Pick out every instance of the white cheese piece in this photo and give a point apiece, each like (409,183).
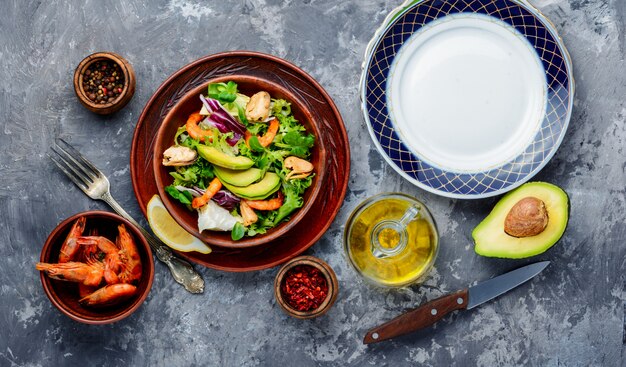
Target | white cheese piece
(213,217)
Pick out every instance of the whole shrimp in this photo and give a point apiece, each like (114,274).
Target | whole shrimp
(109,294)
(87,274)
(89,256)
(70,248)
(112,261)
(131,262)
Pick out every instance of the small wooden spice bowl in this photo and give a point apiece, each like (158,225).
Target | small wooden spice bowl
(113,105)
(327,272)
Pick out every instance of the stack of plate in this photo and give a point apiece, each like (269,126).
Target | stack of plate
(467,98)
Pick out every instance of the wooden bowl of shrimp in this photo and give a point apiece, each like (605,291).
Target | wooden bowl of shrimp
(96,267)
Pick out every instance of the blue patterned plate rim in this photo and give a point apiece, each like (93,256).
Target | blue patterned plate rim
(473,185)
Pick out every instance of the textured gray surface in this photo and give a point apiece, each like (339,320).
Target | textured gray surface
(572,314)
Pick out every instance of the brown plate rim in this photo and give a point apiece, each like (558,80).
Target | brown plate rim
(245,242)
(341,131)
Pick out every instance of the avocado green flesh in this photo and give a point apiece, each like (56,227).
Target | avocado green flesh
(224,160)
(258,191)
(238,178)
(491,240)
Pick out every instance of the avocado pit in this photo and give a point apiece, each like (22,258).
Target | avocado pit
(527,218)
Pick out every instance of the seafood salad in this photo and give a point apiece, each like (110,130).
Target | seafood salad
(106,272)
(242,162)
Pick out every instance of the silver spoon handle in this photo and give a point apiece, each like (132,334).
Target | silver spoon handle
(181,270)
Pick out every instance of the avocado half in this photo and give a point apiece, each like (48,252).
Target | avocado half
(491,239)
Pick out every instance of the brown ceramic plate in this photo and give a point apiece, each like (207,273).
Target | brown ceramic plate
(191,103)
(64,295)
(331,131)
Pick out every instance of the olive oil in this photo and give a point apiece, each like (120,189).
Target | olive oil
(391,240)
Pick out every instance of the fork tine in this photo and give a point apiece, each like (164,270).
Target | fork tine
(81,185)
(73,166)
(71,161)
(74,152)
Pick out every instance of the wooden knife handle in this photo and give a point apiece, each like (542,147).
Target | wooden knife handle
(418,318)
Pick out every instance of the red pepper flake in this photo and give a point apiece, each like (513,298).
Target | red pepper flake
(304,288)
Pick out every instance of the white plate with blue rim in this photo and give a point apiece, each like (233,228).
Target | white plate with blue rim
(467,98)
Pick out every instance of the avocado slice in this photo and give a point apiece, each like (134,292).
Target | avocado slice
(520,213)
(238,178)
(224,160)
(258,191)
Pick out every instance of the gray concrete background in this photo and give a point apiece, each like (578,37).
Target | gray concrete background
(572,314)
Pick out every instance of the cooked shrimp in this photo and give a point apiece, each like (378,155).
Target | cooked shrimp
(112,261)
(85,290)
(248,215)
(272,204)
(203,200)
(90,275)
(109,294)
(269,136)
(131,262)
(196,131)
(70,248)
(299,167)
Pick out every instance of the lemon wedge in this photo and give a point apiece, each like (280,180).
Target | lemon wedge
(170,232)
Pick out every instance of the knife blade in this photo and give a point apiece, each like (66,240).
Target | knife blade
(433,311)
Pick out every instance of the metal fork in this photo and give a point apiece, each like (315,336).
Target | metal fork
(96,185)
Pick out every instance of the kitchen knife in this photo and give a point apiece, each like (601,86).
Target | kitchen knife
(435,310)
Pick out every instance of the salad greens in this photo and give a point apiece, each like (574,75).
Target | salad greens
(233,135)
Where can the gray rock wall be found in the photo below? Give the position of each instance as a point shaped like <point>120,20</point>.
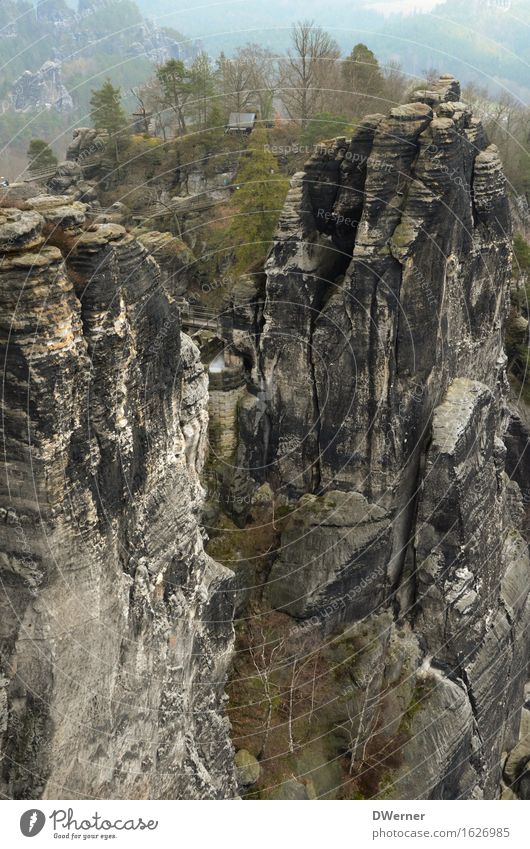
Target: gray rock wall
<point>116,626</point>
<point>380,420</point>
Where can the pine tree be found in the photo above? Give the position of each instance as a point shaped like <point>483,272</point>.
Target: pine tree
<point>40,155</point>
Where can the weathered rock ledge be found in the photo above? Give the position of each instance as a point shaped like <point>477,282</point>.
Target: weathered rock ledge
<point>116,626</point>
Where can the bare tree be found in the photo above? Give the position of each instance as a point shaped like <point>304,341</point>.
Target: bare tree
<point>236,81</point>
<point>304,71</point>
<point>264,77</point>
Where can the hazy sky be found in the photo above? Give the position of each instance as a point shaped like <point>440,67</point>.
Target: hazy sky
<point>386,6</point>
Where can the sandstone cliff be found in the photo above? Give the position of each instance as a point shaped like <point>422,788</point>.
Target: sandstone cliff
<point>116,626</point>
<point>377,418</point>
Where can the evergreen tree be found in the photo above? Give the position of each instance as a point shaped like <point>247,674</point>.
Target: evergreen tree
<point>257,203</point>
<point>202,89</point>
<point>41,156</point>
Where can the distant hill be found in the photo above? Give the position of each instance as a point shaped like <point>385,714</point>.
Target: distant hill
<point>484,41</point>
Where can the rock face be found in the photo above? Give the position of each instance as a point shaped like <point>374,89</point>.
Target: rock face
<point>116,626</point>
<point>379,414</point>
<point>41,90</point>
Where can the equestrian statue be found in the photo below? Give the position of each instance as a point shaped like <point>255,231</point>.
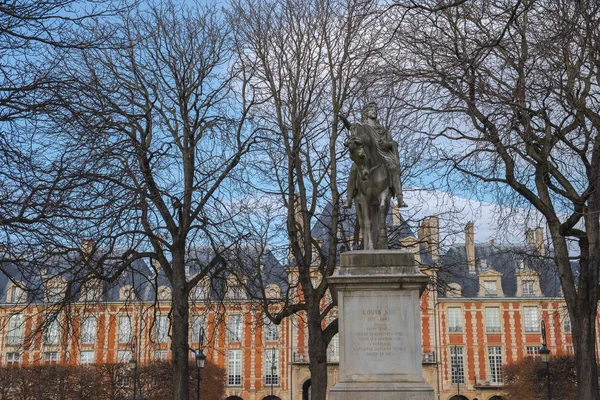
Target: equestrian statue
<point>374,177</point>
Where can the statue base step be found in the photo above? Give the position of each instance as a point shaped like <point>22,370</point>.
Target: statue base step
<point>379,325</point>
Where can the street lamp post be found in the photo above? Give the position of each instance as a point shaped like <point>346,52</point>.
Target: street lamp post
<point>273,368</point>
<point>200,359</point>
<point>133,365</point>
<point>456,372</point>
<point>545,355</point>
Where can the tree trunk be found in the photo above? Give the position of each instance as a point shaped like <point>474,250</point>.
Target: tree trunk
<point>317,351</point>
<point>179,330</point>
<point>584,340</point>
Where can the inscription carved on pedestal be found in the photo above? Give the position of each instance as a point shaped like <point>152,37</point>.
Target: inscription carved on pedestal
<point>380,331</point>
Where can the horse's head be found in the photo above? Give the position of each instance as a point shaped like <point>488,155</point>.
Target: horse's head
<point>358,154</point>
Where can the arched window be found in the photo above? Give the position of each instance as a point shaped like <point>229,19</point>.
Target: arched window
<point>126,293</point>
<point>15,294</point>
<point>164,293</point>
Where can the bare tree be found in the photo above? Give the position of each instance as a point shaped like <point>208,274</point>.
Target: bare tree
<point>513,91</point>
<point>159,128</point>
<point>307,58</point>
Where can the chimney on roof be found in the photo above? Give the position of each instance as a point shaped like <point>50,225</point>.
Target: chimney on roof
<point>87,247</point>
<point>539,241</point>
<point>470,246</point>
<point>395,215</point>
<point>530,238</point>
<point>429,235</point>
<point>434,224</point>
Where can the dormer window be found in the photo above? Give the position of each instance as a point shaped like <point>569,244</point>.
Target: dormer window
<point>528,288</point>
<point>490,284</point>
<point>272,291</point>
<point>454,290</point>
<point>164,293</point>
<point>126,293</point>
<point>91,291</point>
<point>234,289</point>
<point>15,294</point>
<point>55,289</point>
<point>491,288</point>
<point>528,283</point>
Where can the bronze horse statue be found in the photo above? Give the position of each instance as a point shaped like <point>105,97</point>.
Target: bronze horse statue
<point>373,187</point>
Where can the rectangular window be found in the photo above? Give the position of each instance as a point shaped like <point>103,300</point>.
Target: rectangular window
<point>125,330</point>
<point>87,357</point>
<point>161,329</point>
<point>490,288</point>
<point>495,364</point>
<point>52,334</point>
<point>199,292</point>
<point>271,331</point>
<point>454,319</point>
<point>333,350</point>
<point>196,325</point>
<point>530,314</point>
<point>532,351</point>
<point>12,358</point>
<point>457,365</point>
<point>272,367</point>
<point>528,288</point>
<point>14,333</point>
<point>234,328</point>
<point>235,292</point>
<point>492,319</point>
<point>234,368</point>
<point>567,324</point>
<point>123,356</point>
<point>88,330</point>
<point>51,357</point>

# # # # #

-- What the task asks --
Print all the material above exactly, and drop the images.

-- Written response --
Pick out every instance of the white cheese piece in this photo and give a point apiece, each like (409,183).
Target | white cheese piece
(213,217)
Pick out every instance of the whole shrimp in this photo and give a point apiece, each like (114,274).
Target | whole shrimp
(109,294)
(87,274)
(89,256)
(70,248)
(112,261)
(131,262)
Pick out every instance of the small wooden spice bowl in this photo and give a point apiece, each like (158,225).
Target | small wooden spice bowl
(113,105)
(327,272)
Pick out every instance of the stack of plate in this photo and give a point apiece, each like (269,126).
Target | stack of plate
(467,98)
Pick out every instance of the wooden bowl of shrimp in this photo and give a point apiece, each like (605,291).
Target | wooden bowl of shrimp
(96,267)
Pick out every instance of the blue patterned plate rim in this photo and give a point apiece, each like (93,256).
Target | blue patterned plate rim
(473,185)
Pick out every instance of the textured gray surface in this photo and give a point apiece, each like (339,320).
Target | textured gray surface
(572,314)
Pick out every instance of the brown plate rim in this photo and give a point apiece, each like (558,80).
Target | brown plate rim
(245,242)
(341,131)
Pick out every instance of the avocado green flesh in this photo and give a point apiece, each like (56,227).
Target | avocado green flesh
(224,160)
(258,191)
(238,178)
(491,240)
Pick out every instance of the avocado pit in this photo and give a point apiece, each like (22,258).
Target | avocado pit
(527,218)
Pick out every instance of the seafood salad in this photo and give a point apiece, each like (110,130).
Target | seafood salad
(106,272)
(242,162)
Pick out every instance of the silver spoon handle in this photo and give a point apiece, each like (132,334).
Target | silver spoon handle
(181,270)
Pick out every instance of the avocado half in this photo and give a point apiece, each like (48,252).
Target | avocado half
(491,239)
Pick out every instance of the brown ceramic plate in this photo and give a point apiece, each like (207,273).
Target | brown ceramic plate
(191,103)
(64,295)
(331,131)
Pick out every instance of the olive oil in this photo and give a point apiece, each like (120,189).
Target | olive oil
(391,240)
Pick out every instance of the fork tine in this photo and give a point apiece, each like (164,270).
Target | fork tine
(81,185)
(73,166)
(71,161)
(74,152)
Pick out every instance of the wooden knife handle in this photo and give a point apiece, each like (542,147).
Target | wooden knife handle
(418,318)
Pick out every instance of the red pepper flake in this photo and give a point apiece, each like (513,298).
Target | red pepper flake
(304,288)
Pick out every instance of the white plate with blue rim in this photo and give a point apiece, each like (233,228).
Target | white plate with blue rim
(467,98)
Pick out every instance of the avocado slice in this photo and give a point apiece, each like (134,292).
Target | avocado slice
(520,213)
(238,178)
(224,160)
(258,191)
Pick out every instance of the gray concrete background in this photo and give a point apiece, each like (578,37).
Target | gray concrete background
(572,314)
Pick out every instance of the cooked shrimp in this photo and give a point apiece, each like (378,155).
Target | cooked shrimp
(112,261)
(85,290)
(248,215)
(272,204)
(203,200)
(90,275)
(109,294)
(269,136)
(131,262)
(196,131)
(70,248)
(299,167)
Pick out every instance of the lemon wedge in this photo and give a point apiece, each like (280,180).
Target | lemon wedge
(170,232)
Pick out every instance of the knife blade in this photo and give a point apiece, each like (66,240).
Target | knife blade
(433,311)
Pick out every instance of the metal fork in this photo and give a point apiece, each like (315,336).
Target | metal fork
(96,185)
Pick out every instance of the kitchen knife in this photo and give a point apiece, each like (601,86).
Target | kitchen knife
(435,310)
Pick out every instance of the salad greens in this photo and give a point apiece, each like (574,75).
Target | salad greens
(233,135)
Where can the gray rock wall be found in the photo below? Give the position of each instance as a point shaped like <point>120,20</point>.
Target: gray rock wall
<point>116,626</point>
<point>380,420</point>
Where can the pine tree be found in the photo above? Give the position of each instance as a point shaped like <point>483,272</point>.
Target: pine tree
<point>40,155</point>
Where can the weathered rock ledge be found in the photo above? Give the position of each instance as a point shaped like <point>477,282</point>.
Target: weathered rock ledge
<point>116,626</point>
Where can the bare tree be found in the photo above? Give the position of each instance as a point shaped like <point>304,341</point>.
Target: bare tree
<point>236,81</point>
<point>304,71</point>
<point>264,77</point>
Where can the hazy sky be found in the photo above? Give the position of each instance as a point shaped like <point>440,67</point>.
Target: hazy sky
<point>386,6</point>
Where can the sandstone cliff be found in the photo above? Give the position of each instance as a point shaped like <point>422,788</point>.
Target: sandstone cliff
<point>116,626</point>
<point>377,418</point>
Where can the evergreen tree be found in the photo above? Give the position of each instance as a point shaped like <point>247,674</point>.
Target: evergreen tree
<point>257,203</point>
<point>202,89</point>
<point>41,156</point>
Where can the distant hill be found in the photo above? Give the position of each instance as a point shaped like <point>385,714</point>.
Target: distant hill
<point>484,41</point>
Where can the rock face be found in the photo above? Give the position of each instance as a point shaped like <point>374,89</point>.
Target: rock face
<point>116,626</point>
<point>379,414</point>
<point>41,90</point>
Where can the equestrian statue be found in the photo below? Give the position of each instance as a point shaped like <point>255,231</point>.
Target: equestrian statue
<point>374,177</point>
Where can the statue base step be found in the photo above? Give the position of each instance as a point shaped like <point>22,370</point>.
Target: statue base step
<point>379,325</point>
Where can the street lamp post be found in the photo above? Give the position of each instance as a point shaped like <point>346,52</point>.
Target: street lamp post
<point>273,368</point>
<point>200,359</point>
<point>133,365</point>
<point>456,372</point>
<point>545,355</point>
Where can the tree trunk be found in the photo above? Give the position of each instance as a point shaped like <point>474,250</point>.
Target: tree trunk
<point>317,351</point>
<point>179,330</point>
<point>584,340</point>
Where can the inscription carved on pedestal be found in the photo above? Give the position of each instance as a point shaped like <point>152,37</point>.
Target: inscription carved on pedestal
<point>380,331</point>
Where can the horse's head be found in the photo above? Give the position of each instance as a point shaped like <point>488,155</point>.
Target: horse's head
<point>358,154</point>
Where can the arched window be found in the photo above? Give the position of each instance as a point shaped like <point>229,19</point>.
Target: arched window
<point>126,293</point>
<point>15,294</point>
<point>164,293</point>
Where can the bare tree be found in the photo above? Give the position of each instance as a point shaped like <point>208,274</point>.
Target: bare tree
<point>513,91</point>
<point>159,128</point>
<point>307,58</point>
Where can the chimney on roof be found in the photo above? Give the position of each instance as a point shaped like <point>50,225</point>.
Target: chimney on roof
<point>87,247</point>
<point>539,241</point>
<point>470,246</point>
<point>395,215</point>
<point>530,238</point>
<point>429,235</point>
<point>434,224</point>
Where can the dormer window be found in the photo above? Give the position of each instance as a point shaped like <point>569,244</point>.
Target: dormer window
<point>528,288</point>
<point>490,284</point>
<point>272,291</point>
<point>454,290</point>
<point>164,293</point>
<point>126,293</point>
<point>91,291</point>
<point>234,289</point>
<point>15,294</point>
<point>55,289</point>
<point>491,288</point>
<point>528,283</point>
Where can the bronze horse statue be found in the photo above? Give the position of each instance as a point shaped like <point>105,97</point>.
Target: bronze horse statue
<point>373,187</point>
Where can the rectangular window be found in the photo above? Give the position of each instance as a point shaped like <point>103,300</point>.
Target: rectangular window
<point>125,330</point>
<point>87,357</point>
<point>161,329</point>
<point>490,288</point>
<point>495,364</point>
<point>52,334</point>
<point>199,292</point>
<point>271,331</point>
<point>454,319</point>
<point>333,350</point>
<point>196,325</point>
<point>530,314</point>
<point>532,351</point>
<point>12,358</point>
<point>457,365</point>
<point>272,367</point>
<point>528,288</point>
<point>14,333</point>
<point>234,328</point>
<point>235,292</point>
<point>492,319</point>
<point>234,368</point>
<point>567,324</point>
<point>123,356</point>
<point>88,330</point>
<point>51,357</point>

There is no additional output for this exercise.